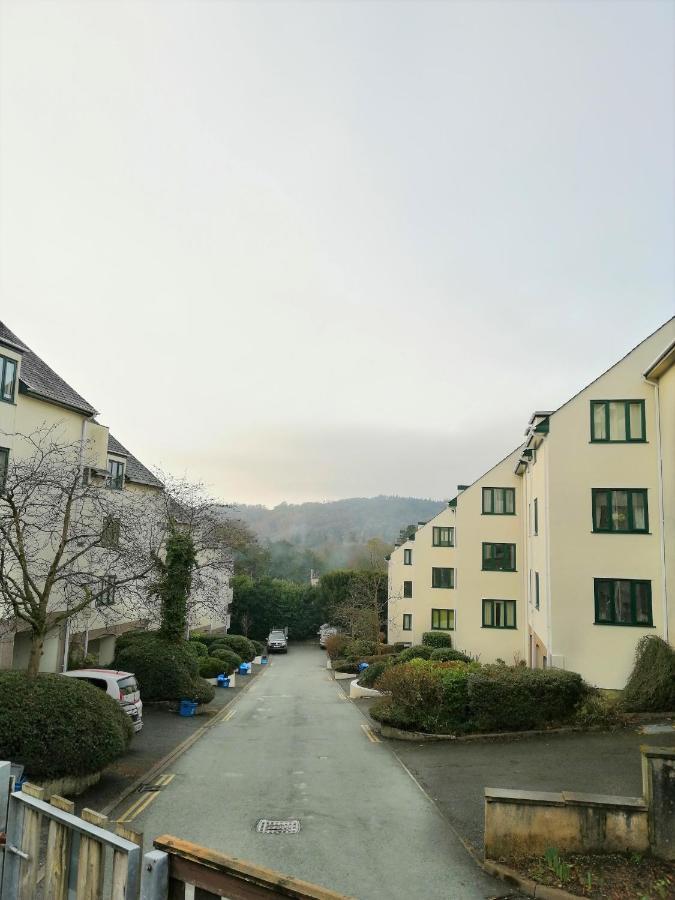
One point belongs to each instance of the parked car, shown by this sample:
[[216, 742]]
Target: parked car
[[121, 686], [277, 642]]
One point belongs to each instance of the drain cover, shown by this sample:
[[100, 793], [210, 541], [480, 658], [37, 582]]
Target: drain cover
[[277, 826]]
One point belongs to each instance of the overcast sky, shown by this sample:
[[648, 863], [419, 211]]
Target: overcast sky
[[315, 250]]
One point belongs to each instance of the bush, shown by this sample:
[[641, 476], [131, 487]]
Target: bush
[[335, 644], [417, 652], [228, 658], [238, 644], [58, 726], [514, 699], [651, 686], [448, 655], [436, 639], [165, 670], [197, 649]]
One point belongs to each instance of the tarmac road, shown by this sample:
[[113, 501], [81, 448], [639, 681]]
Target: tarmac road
[[294, 747]]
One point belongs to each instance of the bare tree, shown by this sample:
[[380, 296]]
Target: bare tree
[[68, 539]]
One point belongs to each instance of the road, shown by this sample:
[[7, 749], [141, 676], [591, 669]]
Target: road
[[293, 747]]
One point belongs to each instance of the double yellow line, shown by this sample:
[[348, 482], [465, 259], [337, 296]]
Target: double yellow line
[[145, 799], [370, 734]]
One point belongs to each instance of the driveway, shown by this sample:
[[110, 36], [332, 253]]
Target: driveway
[[293, 747]]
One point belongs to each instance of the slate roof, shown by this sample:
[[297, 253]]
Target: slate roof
[[39, 379], [135, 470]]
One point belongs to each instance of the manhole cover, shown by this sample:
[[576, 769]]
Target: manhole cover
[[277, 826]]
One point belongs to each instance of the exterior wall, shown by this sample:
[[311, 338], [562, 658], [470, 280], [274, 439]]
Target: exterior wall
[[603, 654], [475, 585]]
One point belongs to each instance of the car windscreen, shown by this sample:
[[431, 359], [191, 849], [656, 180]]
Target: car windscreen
[[127, 686]]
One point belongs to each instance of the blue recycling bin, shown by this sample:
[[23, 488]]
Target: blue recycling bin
[[187, 708]]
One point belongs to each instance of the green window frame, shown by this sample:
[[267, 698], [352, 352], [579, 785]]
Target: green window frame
[[115, 478], [499, 614], [623, 602], [499, 501], [499, 557], [443, 536], [442, 620], [8, 370], [618, 422], [4, 466], [442, 577], [620, 510]]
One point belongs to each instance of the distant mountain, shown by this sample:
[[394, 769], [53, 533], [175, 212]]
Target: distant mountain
[[353, 521]]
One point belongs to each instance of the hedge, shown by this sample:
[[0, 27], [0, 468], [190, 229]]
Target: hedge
[[436, 639], [56, 726], [165, 670]]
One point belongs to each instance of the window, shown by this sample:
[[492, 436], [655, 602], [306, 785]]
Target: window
[[106, 596], [443, 537], [442, 577], [499, 613], [442, 620], [115, 477], [110, 535], [623, 601], [4, 466], [7, 379], [499, 557], [618, 421], [620, 510], [499, 501]]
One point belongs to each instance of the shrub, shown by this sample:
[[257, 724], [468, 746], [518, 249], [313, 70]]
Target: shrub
[[417, 652], [447, 655], [197, 649], [513, 699], [651, 686], [58, 726], [165, 670], [228, 658], [238, 644], [436, 639], [335, 644]]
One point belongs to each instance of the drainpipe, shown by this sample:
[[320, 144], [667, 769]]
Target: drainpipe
[[662, 509]]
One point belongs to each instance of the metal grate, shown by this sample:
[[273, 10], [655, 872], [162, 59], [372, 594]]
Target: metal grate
[[277, 826]]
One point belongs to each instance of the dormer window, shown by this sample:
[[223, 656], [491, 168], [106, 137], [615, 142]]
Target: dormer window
[[115, 479], [7, 379]]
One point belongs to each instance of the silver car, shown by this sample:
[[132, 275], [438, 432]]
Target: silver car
[[277, 643]]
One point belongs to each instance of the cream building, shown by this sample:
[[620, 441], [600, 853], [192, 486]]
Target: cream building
[[33, 396], [587, 508]]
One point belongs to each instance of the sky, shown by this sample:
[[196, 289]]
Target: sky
[[313, 250]]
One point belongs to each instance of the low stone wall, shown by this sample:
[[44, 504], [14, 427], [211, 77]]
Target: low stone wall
[[528, 822]]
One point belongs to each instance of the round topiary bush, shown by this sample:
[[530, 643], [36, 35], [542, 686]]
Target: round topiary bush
[[437, 639], [165, 670], [227, 658], [57, 726], [445, 654]]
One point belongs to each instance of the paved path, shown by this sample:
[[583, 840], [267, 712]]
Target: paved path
[[294, 747]]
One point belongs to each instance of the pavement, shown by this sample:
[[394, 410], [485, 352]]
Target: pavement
[[455, 774], [293, 747]]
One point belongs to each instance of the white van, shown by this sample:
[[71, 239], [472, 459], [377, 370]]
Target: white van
[[121, 686]]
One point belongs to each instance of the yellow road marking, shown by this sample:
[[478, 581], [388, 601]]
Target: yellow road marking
[[370, 734]]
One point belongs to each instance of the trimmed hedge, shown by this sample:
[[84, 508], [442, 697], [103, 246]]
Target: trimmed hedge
[[58, 726], [436, 639], [165, 670], [228, 658]]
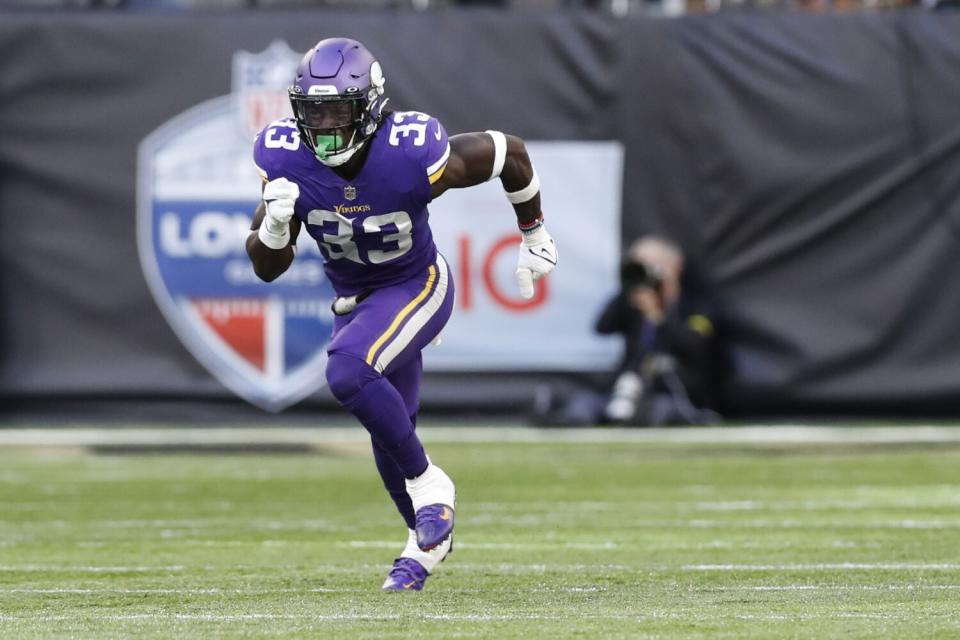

____________

__EXERCISE OBJECTIVE__. Write out the data again, starting at the beginning and ending at the line that contains "[[187, 708]]", with both ends included and the pictures left out. Multiply each point coordinate in the answers by 1.65 and round it to a whole number, with halves rounded up. Leave all other numbers unchanged.

__CORRECT RESPONSE__.
One point belongs to each instance of the parked car, shown by this sample:
[[216, 742]]
Target: parked car
[[200, 1132], [457, 1059]]
One point belongs to each instance of the drain cover, shown by this sample:
[[100, 793], [210, 541], [480, 658], [37, 582]]
Target: drain cover
[[457, 1363]]
One point belongs to each instance of the overcast sky, shown by this sample:
[[648, 863], [419, 211]]
Target: overcast sky
[[520, 413]]
One point belongs to each instance of the bush, shown by this sample:
[[641, 476], [131, 487]]
Target: bush
[[553, 1063], [688, 1076], [376, 1086], [393, 1063], [96, 1198], [848, 1153], [1074, 1132], [739, 1081], [719, 1054], [272, 1106], [325, 1071]]
One point belongs to each instance of the tarmac road, shown by this sample:
[[113, 501], [81, 448], [639, 681]]
Target: tarmac road
[[485, 1233]]
One point belongs to each instance of the bare tree, shown by this sample:
[[380, 296]]
Target: bare tree
[[112, 889]]
One point belongs to each instance of the road, shown by this sample:
[[7, 749], [141, 676], [591, 669]]
Target: road
[[483, 1233]]
One point belongs to each instance of the double yellow line, shown by this sample:
[[348, 482], [465, 259], [337, 296]]
Target: double yellow line
[[239, 1318], [611, 1211]]
One point belongs to each instance of the driveway, shown by this sample:
[[110, 36], [332, 253]]
Target: driveway
[[483, 1233]]
One point belongs to each instance of the slate roof, shown by this sample:
[[297, 253]]
Target: slate roof
[[64, 625], [223, 776]]
One point belongs to each instance of the manhole cover, shown by this sample:
[[576, 769]]
Target: manhole cover
[[457, 1363]]
One point belongs to each instance of the exterior wall, shown by this sample:
[[311, 338], [562, 658], [470, 280], [274, 439]]
Target: exterior wall
[[995, 1079], [784, 965]]
One point belongs to each instance of the car windscreen, shown by this sample:
[[431, 359], [191, 849], [656, 180]]
Target: car windscreen
[[210, 1132]]
One point belongs to each instance of the blue recycling bin, shown by this sample:
[[23, 488]]
Target: blue recycling bin
[[309, 1168]]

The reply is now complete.